:: TEXT BLOCK ::
-----

- Born: Uttar Pradesh, India
- Education: Sarojini Naidu Medical College
- Occupation: Physician
- Awards: Padma Shri

= Daya Kishore Hazra =

Indian physician

Daya Kishore Hazra is an Indian medical doctor, known for his expertise in nuclear medicine and endocrinology. The Government of India honoured him, in 2014, with the award of Padma Shri, the fourth highest civilian award, for his contributions to the fields of medicine.

==Biography==
Daya Kishore Hazra was born in Agra, Uttar Pradesh, India to Dr. J.N. Hazra, the eminent Homeopath who later became the Guru of the Radha Soami Sect and completed his primary studies from St. Peter's College, Agra it is ranked one of the oldest and best ICSE schools in India.He graduated in medicine from Sarojini Naidu Medical College, Agra. Later, he went to London for higher studies in endocrinology and nuclear medicine, returned to his alma mater, in 1970, to work there till 2000. This was followed by his stint with the Indian College of Physicians, where he worked as the Dean. His present profile is as the Head of Nuclear Medicine at the Boston Medical Centre, Agra. On his retirement from Sarojini Naidu Medical College, he was conferred the title of Professor Emeritus.

-----

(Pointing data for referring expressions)

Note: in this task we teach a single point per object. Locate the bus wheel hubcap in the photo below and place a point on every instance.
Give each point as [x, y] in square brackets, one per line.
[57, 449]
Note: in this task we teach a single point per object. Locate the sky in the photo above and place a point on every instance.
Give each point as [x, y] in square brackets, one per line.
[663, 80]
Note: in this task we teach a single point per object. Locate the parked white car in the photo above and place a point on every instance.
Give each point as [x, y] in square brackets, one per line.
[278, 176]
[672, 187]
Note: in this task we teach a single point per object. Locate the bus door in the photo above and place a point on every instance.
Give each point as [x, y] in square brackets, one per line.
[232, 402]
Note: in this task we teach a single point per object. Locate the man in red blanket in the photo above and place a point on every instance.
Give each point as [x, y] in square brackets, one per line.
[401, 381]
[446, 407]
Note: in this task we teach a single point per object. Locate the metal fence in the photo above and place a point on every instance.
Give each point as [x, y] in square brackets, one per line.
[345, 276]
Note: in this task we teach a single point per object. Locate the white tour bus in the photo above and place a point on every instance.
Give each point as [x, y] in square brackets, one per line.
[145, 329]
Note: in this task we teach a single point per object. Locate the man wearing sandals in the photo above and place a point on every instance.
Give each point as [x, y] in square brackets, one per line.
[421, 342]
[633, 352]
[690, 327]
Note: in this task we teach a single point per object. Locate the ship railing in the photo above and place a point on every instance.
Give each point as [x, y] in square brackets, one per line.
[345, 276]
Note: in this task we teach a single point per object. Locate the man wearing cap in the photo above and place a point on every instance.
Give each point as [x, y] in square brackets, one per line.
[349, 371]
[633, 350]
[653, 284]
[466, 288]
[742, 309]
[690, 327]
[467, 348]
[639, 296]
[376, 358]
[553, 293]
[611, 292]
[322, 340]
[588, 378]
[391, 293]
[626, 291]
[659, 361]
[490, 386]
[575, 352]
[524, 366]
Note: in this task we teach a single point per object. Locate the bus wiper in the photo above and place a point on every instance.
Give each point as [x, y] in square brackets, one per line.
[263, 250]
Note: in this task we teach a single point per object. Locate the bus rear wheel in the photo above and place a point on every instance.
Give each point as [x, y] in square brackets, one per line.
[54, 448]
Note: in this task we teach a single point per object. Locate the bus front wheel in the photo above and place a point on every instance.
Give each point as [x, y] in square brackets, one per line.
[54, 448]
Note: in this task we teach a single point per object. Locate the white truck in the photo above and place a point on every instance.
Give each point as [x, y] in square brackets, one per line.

-----

:: STUDY QUESTIONS ::
1. According to the Daya Kishore Hazra biography, what title was he given on retiring from Sarojini Naidu Medical College?
2. Resume the Daya Kishore Hazra biography, picking up after its last sentence.
This material has no connection to the text about Daya Kishore Hazra.

:: ANSWERS FOR THE TASKS ::
1. Professor Emeritus

2.
Hazra, considered by many as a pioneer of nuclear medicine in India, is best known for his contributions to radioimmunoassays and enzyme-linked immunosorbent assays. He is credited with pioneering contributions in the monitoring of hypothyroidism and in the analysis of triiodothyronine (T3) and Thyroid-stimulating hormone TSH hormones. He is reported to have developed T3 and TSH hormone tests and the technique to contain cancerous cells using isotopes, deploying a therapeutic protocol called radio-bioconjugate therapy. Reports confirm that these achievements assisted him to be shortlisted for the Nobel Prize for Physiology in 1977.

Hazra's studies on obesity and the effect of iodized salt are well documented. He asserted that iodized salt, contrary to popular belief, has an adverse effect on human physiology, especially in the care of women. One of the early Indian medical scientists in the area of evidence based endocrinology, Dr. Hazra pioneered the studies on small intestines functions in diabetes mellitus. He is a frequent speaker at various national and international seminars, and has published over 100 research papers in peer reviewed journals of repute. Microsoft Academic Search has listed 12 of his articles in their repository. A Random selection of his articles reads as:
- Daya Kishore Hazra (2003). "Patient safety during radiobioconjugate targeting"
- Priyali Shaha (2010). "Improvement in nutrition-related knowledge and behaviour of urban Asian Indian school children: findings from the 'Medical education for children/Adolescents for Realistic prevention of obesity and diabetes and for healthy aGeing' (MARG) intervention study"

Hazra, the president of the Nuclear Medicine Society and an elected fellow of the National Academy of Medical Sciences, also serves as the editorial board member of Diabetes India and is the life patron of Nimitt Matra Charitable Society.